### [Problem]
Reproduce every row below verbatim, omitting the pictures.
* Begin Records shown *
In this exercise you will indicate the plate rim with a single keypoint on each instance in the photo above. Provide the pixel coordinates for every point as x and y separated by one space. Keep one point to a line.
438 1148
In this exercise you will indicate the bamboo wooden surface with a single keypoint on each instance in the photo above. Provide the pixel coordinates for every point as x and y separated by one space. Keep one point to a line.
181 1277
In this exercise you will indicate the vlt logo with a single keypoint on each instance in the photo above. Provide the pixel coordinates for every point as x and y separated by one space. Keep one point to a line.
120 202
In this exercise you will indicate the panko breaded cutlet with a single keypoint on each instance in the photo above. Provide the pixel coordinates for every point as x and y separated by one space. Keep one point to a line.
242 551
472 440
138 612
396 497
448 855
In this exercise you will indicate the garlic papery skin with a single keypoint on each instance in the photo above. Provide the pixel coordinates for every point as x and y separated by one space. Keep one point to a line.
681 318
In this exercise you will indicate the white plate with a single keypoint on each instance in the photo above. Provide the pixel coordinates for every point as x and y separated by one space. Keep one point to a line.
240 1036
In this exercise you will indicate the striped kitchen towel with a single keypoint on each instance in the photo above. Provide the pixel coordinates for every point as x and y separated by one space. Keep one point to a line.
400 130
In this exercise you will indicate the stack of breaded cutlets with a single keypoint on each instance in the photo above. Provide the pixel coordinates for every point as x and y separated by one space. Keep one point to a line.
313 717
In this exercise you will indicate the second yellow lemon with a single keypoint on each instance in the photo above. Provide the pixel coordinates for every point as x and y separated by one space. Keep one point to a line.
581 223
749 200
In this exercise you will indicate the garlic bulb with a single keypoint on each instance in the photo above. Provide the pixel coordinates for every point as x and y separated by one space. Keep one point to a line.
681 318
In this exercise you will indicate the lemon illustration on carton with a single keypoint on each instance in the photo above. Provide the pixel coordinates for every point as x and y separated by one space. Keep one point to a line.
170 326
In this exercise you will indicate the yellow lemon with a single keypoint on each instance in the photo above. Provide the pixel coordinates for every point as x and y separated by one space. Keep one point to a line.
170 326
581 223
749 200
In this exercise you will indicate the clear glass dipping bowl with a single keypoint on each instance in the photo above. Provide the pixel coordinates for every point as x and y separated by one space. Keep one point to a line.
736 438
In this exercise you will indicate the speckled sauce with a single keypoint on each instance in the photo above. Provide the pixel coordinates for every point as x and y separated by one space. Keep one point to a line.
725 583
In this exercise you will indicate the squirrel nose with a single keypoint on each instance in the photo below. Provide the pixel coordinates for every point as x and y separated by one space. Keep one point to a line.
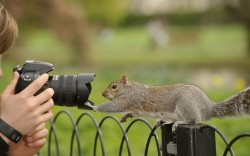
* End Records shown *
### [Exercise answer]
In this exercise you will indicate the plate rim with a single keypoint on each instance in the photo above. Provide the pixel coordinates for every point as x and y separated by one space. Keep one point to a line.
438 1148
In this exercise you will indicate the bamboo wooden surface with a single keypoint on each instance in the photo above. Provide the pixel coordinates for every point as x and y separated by one space. Keep one point to a line.
181 1277
In this exercise you will indicate the vlt logo with a single keypoint on each instance in the photo above. Provide the pixel coordinates for every point as x and y separated by one space. Keep one point to a line.
120 202
In this exercise you will indicate the panko breaded cutlet with a single keypoint on each instance in the photo above. Provide the pixel coordinates for every point as x and y separated by one space. Keep one point to a line.
242 551
472 440
138 612
396 497
448 855
In this exercise you will indicate the garlic papery skin with a single keypoint on each instance in the photo above. Provide the pixel coordinates for every point as x and y separated by one space. Keep one point to a line.
681 318
In this exercise you will indicate the white plate with a single keypoint on each instance in the photo above. Provide the pixel coordinates for every point as x and y separated by one space. Keep one point to a line.
240 1036
In this exercise you will indicate the striped kitchen towel with a single keypoint on each instance in the photo above. Provide the pixel coordinates for every point as x and y separated by one space. Keep one point to a line.
400 130
In this exercise you will indicate the stack of breaded cutlets with a single keypoint on each instance in the photo above. Provide the pixel coordinates for every point as x and y separated by one space. Keep one point to a line.
313 717
In this exercise you will indicate the second yellow lemon with a single keypoint on each instance in the photo above. Provide the pixel coordinates for every point as x and y separated by one space. Keep one point to a line.
581 223
749 200
In this exercise you will indicate the garlic bulb with a single keypoint on each instance in the photo above. Provide the pixel coordinates for every point as x and y separated by one space. Keep one point to a line.
681 318
In this exercise you will indicate the lemon illustration on carton with a single keypoint on each instance in the photo above. Provide the pixel coordinates for every point as x and y separated by one space. Keep one point to a line.
170 326
In this exercise you will indicate the yellow lemon with a single keypoint on each instance in the photo above. Provide the pixel coordinates for every point as x and y separated by one space. Keep one point to a line.
170 326
581 223
749 200
In this exercise you will indicate the clear glass dipping bowl with a single keypoint on each instance in the photo above. Provide the pixel coordinates for every point as x and y separated by one space. Keep one point to a line.
736 438
In this exercise you will indicate the speckled sauce with a single keypoint on each instance in the photo above. Provide the pixel coordinates for every point as x and y separated by one space. Keep one point to a line.
725 583
In this exercise you will indicate the squirrel nose with a single keypoint on each instance in the photo below. Provide the pixel coordinates for every point as x and y separated by one space. Keep one point to a line.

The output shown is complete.